== EXTRACTED ENTRIES

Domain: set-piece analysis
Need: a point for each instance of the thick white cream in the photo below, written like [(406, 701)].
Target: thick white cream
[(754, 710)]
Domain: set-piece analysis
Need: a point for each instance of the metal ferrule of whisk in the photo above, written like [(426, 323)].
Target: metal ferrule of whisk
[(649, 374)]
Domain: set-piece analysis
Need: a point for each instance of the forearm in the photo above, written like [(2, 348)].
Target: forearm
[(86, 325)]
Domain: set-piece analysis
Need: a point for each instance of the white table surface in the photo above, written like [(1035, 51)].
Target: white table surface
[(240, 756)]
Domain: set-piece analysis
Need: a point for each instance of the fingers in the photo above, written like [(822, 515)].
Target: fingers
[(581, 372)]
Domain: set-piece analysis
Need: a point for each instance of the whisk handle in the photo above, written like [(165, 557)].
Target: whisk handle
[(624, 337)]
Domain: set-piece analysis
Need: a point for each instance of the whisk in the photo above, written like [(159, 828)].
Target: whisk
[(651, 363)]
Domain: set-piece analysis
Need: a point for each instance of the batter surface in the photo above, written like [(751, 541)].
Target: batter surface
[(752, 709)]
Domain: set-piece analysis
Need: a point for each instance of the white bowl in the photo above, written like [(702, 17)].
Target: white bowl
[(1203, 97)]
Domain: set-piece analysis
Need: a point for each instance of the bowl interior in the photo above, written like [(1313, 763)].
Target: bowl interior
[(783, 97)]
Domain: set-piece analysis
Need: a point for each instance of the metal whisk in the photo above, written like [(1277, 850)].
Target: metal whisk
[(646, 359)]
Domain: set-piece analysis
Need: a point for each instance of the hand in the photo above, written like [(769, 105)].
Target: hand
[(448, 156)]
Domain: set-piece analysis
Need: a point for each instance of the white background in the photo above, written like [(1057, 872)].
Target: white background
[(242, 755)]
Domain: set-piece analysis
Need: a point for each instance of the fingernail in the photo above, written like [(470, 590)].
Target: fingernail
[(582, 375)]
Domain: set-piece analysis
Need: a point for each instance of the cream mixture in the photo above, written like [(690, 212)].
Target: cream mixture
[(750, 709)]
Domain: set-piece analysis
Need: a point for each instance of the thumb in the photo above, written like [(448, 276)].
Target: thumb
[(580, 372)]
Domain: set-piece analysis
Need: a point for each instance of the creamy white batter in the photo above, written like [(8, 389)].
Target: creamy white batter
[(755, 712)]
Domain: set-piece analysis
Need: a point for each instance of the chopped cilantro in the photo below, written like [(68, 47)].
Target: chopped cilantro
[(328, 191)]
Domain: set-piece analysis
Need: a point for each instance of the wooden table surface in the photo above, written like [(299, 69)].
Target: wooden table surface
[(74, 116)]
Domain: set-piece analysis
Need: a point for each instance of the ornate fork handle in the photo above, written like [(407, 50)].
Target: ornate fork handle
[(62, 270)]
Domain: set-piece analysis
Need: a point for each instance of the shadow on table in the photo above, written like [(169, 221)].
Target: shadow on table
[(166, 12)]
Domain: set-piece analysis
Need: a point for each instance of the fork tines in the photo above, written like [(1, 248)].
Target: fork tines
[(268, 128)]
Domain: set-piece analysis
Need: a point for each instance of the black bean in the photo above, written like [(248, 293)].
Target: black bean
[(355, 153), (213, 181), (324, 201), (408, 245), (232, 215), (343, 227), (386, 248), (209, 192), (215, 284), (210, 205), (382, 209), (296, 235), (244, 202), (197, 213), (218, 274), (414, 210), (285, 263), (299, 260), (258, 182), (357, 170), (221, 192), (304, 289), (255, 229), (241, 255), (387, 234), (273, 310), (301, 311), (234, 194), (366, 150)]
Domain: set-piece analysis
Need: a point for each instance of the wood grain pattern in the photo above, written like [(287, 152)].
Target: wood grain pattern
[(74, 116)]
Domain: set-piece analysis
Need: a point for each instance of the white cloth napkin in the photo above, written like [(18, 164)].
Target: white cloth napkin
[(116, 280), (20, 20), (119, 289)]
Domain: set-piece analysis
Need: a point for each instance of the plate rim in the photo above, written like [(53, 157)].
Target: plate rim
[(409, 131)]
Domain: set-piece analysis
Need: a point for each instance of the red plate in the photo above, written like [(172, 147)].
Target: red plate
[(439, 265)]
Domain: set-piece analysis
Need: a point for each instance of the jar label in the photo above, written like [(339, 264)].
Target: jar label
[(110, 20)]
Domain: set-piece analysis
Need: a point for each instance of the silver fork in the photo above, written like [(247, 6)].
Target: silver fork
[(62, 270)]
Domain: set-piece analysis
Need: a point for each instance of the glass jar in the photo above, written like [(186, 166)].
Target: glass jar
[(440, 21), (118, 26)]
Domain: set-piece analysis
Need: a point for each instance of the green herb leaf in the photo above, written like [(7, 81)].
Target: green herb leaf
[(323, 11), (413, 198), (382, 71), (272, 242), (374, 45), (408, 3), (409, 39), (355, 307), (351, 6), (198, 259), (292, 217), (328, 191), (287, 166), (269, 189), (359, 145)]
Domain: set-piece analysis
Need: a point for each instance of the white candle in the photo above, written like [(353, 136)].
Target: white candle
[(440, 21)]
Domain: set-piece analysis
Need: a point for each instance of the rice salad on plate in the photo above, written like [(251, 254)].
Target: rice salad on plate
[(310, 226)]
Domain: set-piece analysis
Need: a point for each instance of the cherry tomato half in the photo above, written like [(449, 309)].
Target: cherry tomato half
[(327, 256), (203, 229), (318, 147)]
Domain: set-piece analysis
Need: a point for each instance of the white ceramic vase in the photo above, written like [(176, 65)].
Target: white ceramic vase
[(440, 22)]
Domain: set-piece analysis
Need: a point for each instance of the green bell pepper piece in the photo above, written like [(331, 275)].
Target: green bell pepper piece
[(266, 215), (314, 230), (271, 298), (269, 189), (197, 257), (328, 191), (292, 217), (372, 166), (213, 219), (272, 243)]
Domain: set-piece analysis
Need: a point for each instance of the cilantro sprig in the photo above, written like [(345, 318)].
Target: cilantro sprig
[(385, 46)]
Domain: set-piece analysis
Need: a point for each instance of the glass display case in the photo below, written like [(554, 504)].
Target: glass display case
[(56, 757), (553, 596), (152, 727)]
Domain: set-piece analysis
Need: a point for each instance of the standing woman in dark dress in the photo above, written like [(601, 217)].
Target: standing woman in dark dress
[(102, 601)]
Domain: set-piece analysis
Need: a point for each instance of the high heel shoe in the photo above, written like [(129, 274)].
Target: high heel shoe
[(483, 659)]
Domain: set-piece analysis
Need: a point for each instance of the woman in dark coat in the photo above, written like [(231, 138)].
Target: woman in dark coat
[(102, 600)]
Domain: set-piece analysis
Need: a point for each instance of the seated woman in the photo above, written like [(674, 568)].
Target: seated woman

====

_TASK DESCRIPTION_: Copy out every line of the data that includes "seated".

_WRITTEN ANSWER_:
Need: a point for each instance of the seated woman in the photo above, written like [(674, 568)].
Target: seated woman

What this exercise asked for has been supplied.